Problem statement:
Rewrite every line between the line holding "Expected behaviour: for every instance of the galvanized" and the end of the data, inclusive. Rescale each x and y pixel coordinate in the answers by multiplying it by 0.45 and rounding to a whole number, with halves rounded up, and leave all other text unchanged.

Provided data:
· · ·
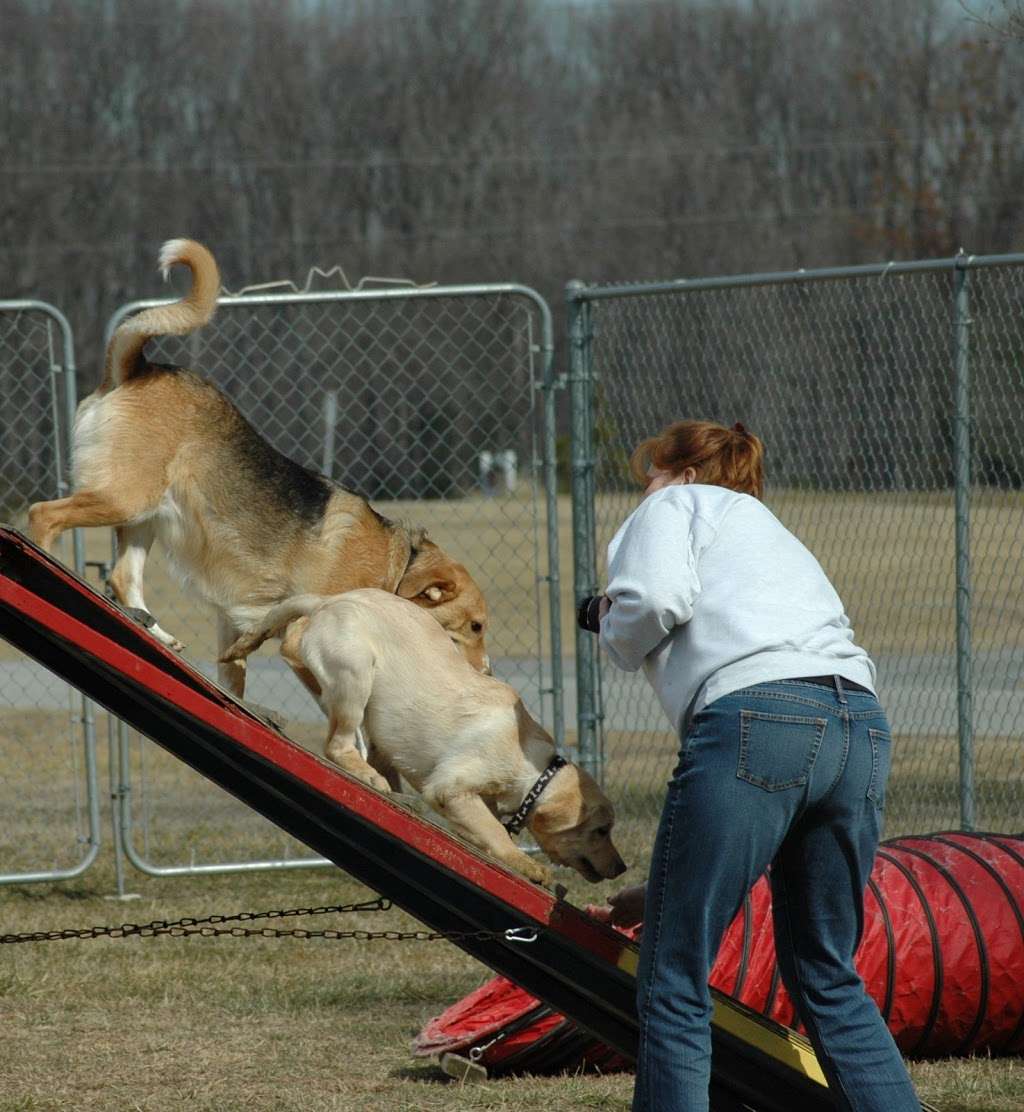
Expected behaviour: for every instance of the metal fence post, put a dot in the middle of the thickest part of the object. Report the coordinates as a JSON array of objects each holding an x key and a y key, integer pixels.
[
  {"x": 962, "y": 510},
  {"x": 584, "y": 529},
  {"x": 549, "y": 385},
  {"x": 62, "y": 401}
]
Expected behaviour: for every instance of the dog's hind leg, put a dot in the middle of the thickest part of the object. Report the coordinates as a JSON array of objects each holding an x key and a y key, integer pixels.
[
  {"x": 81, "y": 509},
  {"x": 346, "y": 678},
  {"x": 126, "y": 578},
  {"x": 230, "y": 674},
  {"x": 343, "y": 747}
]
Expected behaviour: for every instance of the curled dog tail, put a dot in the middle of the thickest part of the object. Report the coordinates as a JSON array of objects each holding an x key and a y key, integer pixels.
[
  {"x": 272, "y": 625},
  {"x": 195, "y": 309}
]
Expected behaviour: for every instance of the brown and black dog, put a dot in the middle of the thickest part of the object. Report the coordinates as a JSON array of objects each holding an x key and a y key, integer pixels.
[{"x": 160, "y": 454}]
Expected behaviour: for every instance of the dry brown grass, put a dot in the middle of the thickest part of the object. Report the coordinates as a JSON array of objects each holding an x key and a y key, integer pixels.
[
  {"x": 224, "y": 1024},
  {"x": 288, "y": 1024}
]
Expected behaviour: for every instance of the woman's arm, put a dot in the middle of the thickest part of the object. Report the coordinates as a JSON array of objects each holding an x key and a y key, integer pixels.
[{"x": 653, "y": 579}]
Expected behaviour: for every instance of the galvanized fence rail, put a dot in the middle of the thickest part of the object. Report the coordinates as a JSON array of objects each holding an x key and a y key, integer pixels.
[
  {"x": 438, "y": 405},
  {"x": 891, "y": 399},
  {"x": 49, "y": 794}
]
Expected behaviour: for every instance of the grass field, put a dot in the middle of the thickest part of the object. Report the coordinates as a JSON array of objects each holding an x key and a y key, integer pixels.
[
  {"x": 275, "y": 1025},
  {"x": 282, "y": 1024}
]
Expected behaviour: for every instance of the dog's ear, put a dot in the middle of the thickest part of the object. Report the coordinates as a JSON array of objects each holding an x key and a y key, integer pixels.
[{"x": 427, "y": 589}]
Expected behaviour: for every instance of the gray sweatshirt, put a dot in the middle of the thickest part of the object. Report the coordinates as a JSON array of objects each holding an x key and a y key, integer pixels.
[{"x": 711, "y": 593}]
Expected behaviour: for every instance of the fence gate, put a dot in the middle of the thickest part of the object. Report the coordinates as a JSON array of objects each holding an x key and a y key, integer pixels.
· · ·
Task response:
Expected behaviour: for every instance of the galvanized fence rail, put a dot in the middle of the thickest part of the object. Report the coordinates as a JSON array of objects each holding an x key and a y key, integer pixels.
[
  {"x": 197, "y": 182},
  {"x": 401, "y": 180},
  {"x": 22, "y": 357}
]
Expected behaviour: for every instance of the grass field, put a dot in the middle of the thickest part of the object. Report the coordinates as a JSON array of objects each holding an x key and a y key, integer pixels.
[
  {"x": 124, "y": 461},
  {"x": 127, "y": 461}
]
Expected behaviour: for every instance of the dog's ear, put a dot in the middle of the thickest part of the object. Report the coordinates as a JSON array of objects each holding an x key and a y key, integer pixels.
[{"x": 192, "y": 265}]
Expected behaviour: for every instance of the gray sweatshirt, put a dot in the middle of the thickest part of the object. Report the coordinates as a JSON array of objects each holding an x key and a y key, integer pixels.
[{"x": 320, "y": 267}]
Expected behaviour: for every instance of the fence gate, put a dot in the middle of the thickest part of the object. Report the coordinates as a JSON array of objects each holding an x key and a y key, integer pixels.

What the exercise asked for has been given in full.